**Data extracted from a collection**

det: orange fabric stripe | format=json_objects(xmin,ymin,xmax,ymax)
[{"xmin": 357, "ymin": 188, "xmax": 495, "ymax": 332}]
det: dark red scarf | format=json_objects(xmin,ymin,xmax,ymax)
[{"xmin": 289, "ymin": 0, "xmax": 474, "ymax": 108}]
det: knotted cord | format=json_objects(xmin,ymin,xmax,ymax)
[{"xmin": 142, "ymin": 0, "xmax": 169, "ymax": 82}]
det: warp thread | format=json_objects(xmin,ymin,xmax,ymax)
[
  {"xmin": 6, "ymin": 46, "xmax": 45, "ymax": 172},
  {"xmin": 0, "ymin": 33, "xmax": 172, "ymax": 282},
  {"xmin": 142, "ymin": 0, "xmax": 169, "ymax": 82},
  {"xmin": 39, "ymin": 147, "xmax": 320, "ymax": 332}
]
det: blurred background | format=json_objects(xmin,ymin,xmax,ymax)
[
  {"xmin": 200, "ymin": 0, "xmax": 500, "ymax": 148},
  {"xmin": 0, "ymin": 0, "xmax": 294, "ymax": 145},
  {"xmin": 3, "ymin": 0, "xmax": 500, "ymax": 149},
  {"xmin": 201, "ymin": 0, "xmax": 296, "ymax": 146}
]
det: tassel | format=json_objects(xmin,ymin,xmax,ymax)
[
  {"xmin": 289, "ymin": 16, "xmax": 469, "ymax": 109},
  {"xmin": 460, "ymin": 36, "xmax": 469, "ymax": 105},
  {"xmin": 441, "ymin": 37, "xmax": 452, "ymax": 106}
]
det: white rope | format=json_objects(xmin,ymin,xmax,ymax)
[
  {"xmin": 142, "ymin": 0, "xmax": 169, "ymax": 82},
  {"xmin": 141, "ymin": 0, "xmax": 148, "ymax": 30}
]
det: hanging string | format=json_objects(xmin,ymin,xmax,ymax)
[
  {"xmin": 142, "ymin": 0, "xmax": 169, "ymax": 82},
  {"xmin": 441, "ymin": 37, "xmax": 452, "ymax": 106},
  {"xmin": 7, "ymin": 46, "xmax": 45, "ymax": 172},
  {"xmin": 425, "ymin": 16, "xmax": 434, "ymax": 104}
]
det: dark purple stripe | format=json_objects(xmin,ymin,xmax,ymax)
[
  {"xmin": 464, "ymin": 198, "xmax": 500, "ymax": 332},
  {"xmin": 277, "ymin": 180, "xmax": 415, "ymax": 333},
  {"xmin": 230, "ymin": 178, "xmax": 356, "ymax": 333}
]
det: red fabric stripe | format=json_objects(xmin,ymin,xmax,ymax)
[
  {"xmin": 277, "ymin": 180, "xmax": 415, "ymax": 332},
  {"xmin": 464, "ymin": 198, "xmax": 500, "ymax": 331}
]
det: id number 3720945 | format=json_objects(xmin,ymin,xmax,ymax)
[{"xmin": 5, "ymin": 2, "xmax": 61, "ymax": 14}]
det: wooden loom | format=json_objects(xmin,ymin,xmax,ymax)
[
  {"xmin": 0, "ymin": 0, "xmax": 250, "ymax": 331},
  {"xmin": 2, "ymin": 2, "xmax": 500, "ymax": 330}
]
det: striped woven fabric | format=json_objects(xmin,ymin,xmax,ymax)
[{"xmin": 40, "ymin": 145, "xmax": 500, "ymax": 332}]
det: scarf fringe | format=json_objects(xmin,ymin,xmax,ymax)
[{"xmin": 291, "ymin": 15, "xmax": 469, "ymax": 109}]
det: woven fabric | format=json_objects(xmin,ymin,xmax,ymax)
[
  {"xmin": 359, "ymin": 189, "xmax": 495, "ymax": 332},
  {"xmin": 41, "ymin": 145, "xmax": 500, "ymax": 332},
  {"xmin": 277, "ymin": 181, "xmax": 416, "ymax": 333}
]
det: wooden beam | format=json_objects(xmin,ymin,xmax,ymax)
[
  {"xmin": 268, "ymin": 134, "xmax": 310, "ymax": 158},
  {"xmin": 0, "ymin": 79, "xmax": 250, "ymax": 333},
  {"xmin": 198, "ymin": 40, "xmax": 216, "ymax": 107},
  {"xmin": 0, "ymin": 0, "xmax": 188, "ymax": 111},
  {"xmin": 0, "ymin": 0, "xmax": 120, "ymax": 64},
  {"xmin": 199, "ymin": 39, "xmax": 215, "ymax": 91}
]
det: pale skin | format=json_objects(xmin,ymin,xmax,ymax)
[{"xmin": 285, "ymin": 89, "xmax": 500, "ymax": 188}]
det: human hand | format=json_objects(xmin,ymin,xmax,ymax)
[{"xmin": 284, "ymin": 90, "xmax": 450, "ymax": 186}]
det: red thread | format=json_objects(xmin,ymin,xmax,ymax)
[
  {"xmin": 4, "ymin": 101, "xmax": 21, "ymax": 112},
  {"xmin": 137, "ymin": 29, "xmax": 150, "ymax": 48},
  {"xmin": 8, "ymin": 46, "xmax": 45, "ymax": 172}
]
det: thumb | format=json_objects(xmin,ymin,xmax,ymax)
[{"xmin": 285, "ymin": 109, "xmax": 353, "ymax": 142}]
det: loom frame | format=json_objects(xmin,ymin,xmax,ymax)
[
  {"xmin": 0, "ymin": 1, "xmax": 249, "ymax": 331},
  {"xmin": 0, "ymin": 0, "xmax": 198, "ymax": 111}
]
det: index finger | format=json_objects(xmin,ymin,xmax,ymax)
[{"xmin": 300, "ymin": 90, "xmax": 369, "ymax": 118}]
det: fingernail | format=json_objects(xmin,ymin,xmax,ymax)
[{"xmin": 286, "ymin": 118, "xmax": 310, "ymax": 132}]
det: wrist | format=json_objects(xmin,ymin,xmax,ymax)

**EXERCISE AIM**
Each record above has to be repeated word for word.

**SOLVED PROBLEM**
det: orange fabric stripe | format=json_objects(xmin,ymin,xmax,ymax)
[{"xmin": 357, "ymin": 188, "xmax": 495, "ymax": 332}]
det: dark red scarf | format=json_objects(xmin,ymin,xmax,ymax)
[{"xmin": 289, "ymin": 0, "xmax": 474, "ymax": 108}]
det: knotted cord | format=json_objects(xmin,ymin,xmax,ymax)
[{"xmin": 142, "ymin": 0, "xmax": 169, "ymax": 82}]
det: warp thread | format=json_objects(xmin,ymin,xmax,ymax)
[
  {"xmin": 6, "ymin": 46, "xmax": 45, "ymax": 172},
  {"xmin": 0, "ymin": 33, "xmax": 172, "ymax": 282},
  {"xmin": 142, "ymin": 0, "xmax": 169, "ymax": 82},
  {"xmin": 39, "ymin": 147, "xmax": 320, "ymax": 332}
]
det: blurred background | format=json_objects(xmin,ymin,xmax,ymax)
[
  {"xmin": 200, "ymin": 0, "xmax": 500, "ymax": 148},
  {"xmin": 0, "ymin": 0, "xmax": 294, "ymax": 145},
  {"xmin": 3, "ymin": 0, "xmax": 500, "ymax": 149},
  {"xmin": 201, "ymin": 0, "xmax": 296, "ymax": 146}
]
det: tassel | format=json_objects(xmin,ymin,xmax,ymax)
[
  {"xmin": 289, "ymin": 16, "xmax": 469, "ymax": 109},
  {"xmin": 460, "ymin": 36, "xmax": 469, "ymax": 105},
  {"xmin": 441, "ymin": 37, "xmax": 452, "ymax": 106}
]
det: white rope | format=json_objects(xmin,ymin,xmax,ymax)
[
  {"xmin": 142, "ymin": 0, "xmax": 169, "ymax": 82},
  {"xmin": 141, "ymin": 0, "xmax": 148, "ymax": 30}
]
det: hanging string | format=json_objects(xmin,ymin,xmax,ymax)
[
  {"xmin": 142, "ymin": 0, "xmax": 169, "ymax": 82},
  {"xmin": 441, "ymin": 37, "xmax": 452, "ymax": 106},
  {"xmin": 7, "ymin": 46, "xmax": 45, "ymax": 172},
  {"xmin": 425, "ymin": 16, "xmax": 434, "ymax": 104}
]
det: dark purple stripe | format=json_objects(xmin,ymin,xmax,ymax)
[
  {"xmin": 464, "ymin": 198, "xmax": 500, "ymax": 332},
  {"xmin": 277, "ymin": 180, "xmax": 415, "ymax": 333},
  {"xmin": 230, "ymin": 178, "xmax": 356, "ymax": 333}
]
det: red fabric stripe | format=json_objects(xmin,ymin,xmax,ymax)
[
  {"xmin": 277, "ymin": 180, "xmax": 415, "ymax": 332},
  {"xmin": 464, "ymin": 198, "xmax": 500, "ymax": 331}
]
det: id number 3720945 | format=json_objects(xmin,ymin,xmax,ymax)
[{"xmin": 5, "ymin": 2, "xmax": 61, "ymax": 14}]
det: wooden loom | format=json_objects(xmin,ymin,xmax,ymax)
[
  {"xmin": 0, "ymin": 0, "xmax": 250, "ymax": 331},
  {"xmin": 2, "ymin": 2, "xmax": 500, "ymax": 330}
]
det: striped woven fabric | format=json_objects(xmin,ymin,xmax,ymax)
[{"xmin": 40, "ymin": 145, "xmax": 500, "ymax": 332}]
det: scarf fringe | format=json_objects(xmin,ymin,xmax,ymax)
[{"xmin": 291, "ymin": 15, "xmax": 469, "ymax": 109}]
det: woven fabric | format=json_objects(xmin,ymin,xmax,ymax)
[
  {"xmin": 359, "ymin": 189, "xmax": 495, "ymax": 332},
  {"xmin": 41, "ymin": 145, "xmax": 500, "ymax": 332},
  {"xmin": 277, "ymin": 181, "xmax": 416, "ymax": 333}
]
det: wooden beam | format=json_objects(xmin,ymin,xmax,ymax)
[
  {"xmin": 268, "ymin": 134, "xmax": 310, "ymax": 158},
  {"xmin": 0, "ymin": 79, "xmax": 250, "ymax": 333},
  {"xmin": 198, "ymin": 40, "xmax": 216, "ymax": 107},
  {"xmin": 0, "ymin": 0, "xmax": 188, "ymax": 111},
  {"xmin": 0, "ymin": 0, "xmax": 120, "ymax": 64},
  {"xmin": 199, "ymin": 39, "xmax": 215, "ymax": 91}
]
det: pale skin | format=json_objects(xmin,ymin,xmax,ymax)
[{"xmin": 285, "ymin": 89, "xmax": 500, "ymax": 188}]
det: human hand | format=json_objects(xmin,ymin,xmax,ymax)
[{"xmin": 284, "ymin": 90, "xmax": 450, "ymax": 186}]
det: red thread | format=json_objects(xmin,ymin,xmax,ymax)
[
  {"xmin": 4, "ymin": 101, "xmax": 21, "ymax": 112},
  {"xmin": 137, "ymin": 29, "xmax": 150, "ymax": 48},
  {"xmin": 8, "ymin": 46, "xmax": 45, "ymax": 172}
]
det: thumb | format=json_objects(xmin,ymin,xmax,ymax)
[{"xmin": 285, "ymin": 109, "xmax": 353, "ymax": 142}]
det: loom frame | format=json_objects(xmin,ymin,xmax,ymax)
[
  {"xmin": 0, "ymin": 1, "xmax": 249, "ymax": 331},
  {"xmin": 0, "ymin": 0, "xmax": 198, "ymax": 111}
]
det: index finger | format=json_objects(xmin,ymin,xmax,ymax)
[{"xmin": 300, "ymin": 90, "xmax": 369, "ymax": 118}]
det: fingernail | format=json_objects(xmin,ymin,xmax,ymax)
[{"xmin": 286, "ymin": 118, "xmax": 310, "ymax": 132}]
det: wrist | format=json_objects(xmin,ymin,xmax,ymax)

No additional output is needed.